Datensätze aus einer Datenquelle

* * *

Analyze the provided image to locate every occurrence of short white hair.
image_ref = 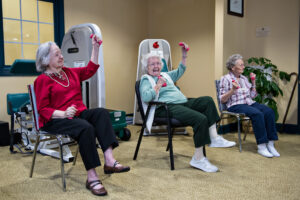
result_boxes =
[141,51,163,73]
[35,42,57,72]
[226,54,243,71]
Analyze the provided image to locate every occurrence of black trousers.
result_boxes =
[155,96,220,148]
[42,108,119,170]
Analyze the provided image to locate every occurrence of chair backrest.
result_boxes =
[27,84,40,132]
[135,80,145,122]
[215,80,227,112]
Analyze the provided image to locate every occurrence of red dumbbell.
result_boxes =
[90,34,102,45]
[232,80,240,89]
[158,75,167,87]
[178,42,190,51]
[250,72,256,80]
[68,104,77,119]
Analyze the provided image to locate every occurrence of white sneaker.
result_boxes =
[190,156,218,172]
[257,143,273,158]
[267,143,280,157]
[208,135,236,147]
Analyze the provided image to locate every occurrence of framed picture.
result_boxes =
[227,0,244,17]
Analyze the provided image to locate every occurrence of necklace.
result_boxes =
[45,70,70,87]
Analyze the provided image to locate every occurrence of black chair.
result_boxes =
[215,80,251,152]
[27,85,79,191]
[133,80,206,170]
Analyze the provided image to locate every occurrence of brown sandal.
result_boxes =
[85,180,107,196]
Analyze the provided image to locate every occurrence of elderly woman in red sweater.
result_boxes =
[34,36,130,196]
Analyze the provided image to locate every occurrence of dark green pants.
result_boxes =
[155,96,220,148]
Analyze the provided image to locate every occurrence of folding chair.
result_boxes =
[215,80,251,152]
[133,80,206,170]
[27,84,79,191]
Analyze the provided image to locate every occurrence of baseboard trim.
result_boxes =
[218,123,300,135]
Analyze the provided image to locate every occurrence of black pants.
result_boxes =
[155,96,220,148]
[42,108,119,170]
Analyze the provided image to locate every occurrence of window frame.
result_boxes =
[0,0,65,76]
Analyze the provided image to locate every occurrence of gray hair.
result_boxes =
[226,54,243,71]
[35,42,56,72]
[141,51,163,73]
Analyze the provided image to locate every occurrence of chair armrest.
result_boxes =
[148,101,167,106]
[222,110,246,117]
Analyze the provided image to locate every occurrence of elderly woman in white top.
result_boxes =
[140,41,235,172]
[220,54,280,157]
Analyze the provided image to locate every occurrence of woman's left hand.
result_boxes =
[179,42,190,65]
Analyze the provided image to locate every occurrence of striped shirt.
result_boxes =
[219,72,257,108]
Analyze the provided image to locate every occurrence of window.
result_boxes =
[0,0,64,76]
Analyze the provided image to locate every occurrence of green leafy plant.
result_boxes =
[243,57,291,121]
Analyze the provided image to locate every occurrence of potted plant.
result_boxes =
[243,57,290,121]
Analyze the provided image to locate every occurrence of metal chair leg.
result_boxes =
[168,125,175,170]
[57,136,66,192]
[166,128,175,151]
[243,120,250,141]
[73,145,79,166]
[237,116,242,152]
[133,124,146,160]
[29,134,40,178]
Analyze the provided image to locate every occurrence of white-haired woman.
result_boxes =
[34,36,130,196]
[219,54,280,157]
[140,45,235,172]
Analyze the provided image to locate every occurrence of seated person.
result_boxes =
[219,54,280,157]
[140,41,235,172]
[34,36,130,196]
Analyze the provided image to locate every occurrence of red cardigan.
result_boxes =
[34,61,99,128]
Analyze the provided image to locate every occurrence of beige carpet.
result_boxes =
[0,126,300,200]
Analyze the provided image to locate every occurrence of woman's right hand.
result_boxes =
[232,80,240,91]
[65,105,77,118]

* * *

Schreib alles aus der Auflistung oben, von der Zeile mit "in white top." bis hinunter zur Zeile mit "[0,0,64,76]", als JSON-Liste von Zeichenketten um. Beide Zeilen gehören dazu, jede Zeile wird ein Eintrag, und Leerzeilen fallen weg.

> **DIE LÖSUNG**:
[
  "Analyze the provided image to locate every occurrence of elderly woman in white top.",
  "result_boxes =",
  "[140,41,235,172]",
  "[220,54,280,157]",
  "Analyze the provided image to locate every occurrence of woman's left hand.",
  "result_boxes =",
  "[179,42,190,65]",
  "Analyze the provided image to locate every occurrence of striped shirt.",
  "result_boxes =",
  "[219,72,257,108]",
  "Analyze the provided image to locate every occurrence of window.",
  "result_boxes =",
  "[0,0,64,76]"
]